*Try it:*
Images are to be omitted, and the rest of the records reproduced exactly.

BEGIN Records supplied

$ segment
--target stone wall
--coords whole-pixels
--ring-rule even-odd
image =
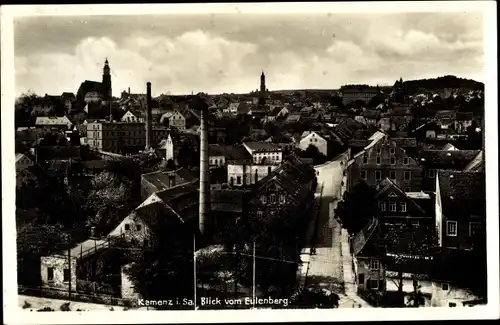
[[[71,257],[71,288],[76,291],[76,258]],[[53,277],[49,280],[49,268],[53,270]],[[51,288],[69,289],[69,281],[64,281],[64,270],[69,269],[69,258],[64,255],[42,256],[40,260],[40,274],[42,286]]]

END Records supplied

*Exercise output:*
$ segment
--target stone wall
--coords whole-pixels
--ring-rule even-odd
image =
[[[71,257],[71,288],[76,291],[76,258]],[[53,277],[49,280],[49,268],[53,270]],[[51,288],[69,289],[69,281],[64,281],[64,270],[69,269],[69,258],[64,255],[42,256],[40,260],[40,274],[42,286]]]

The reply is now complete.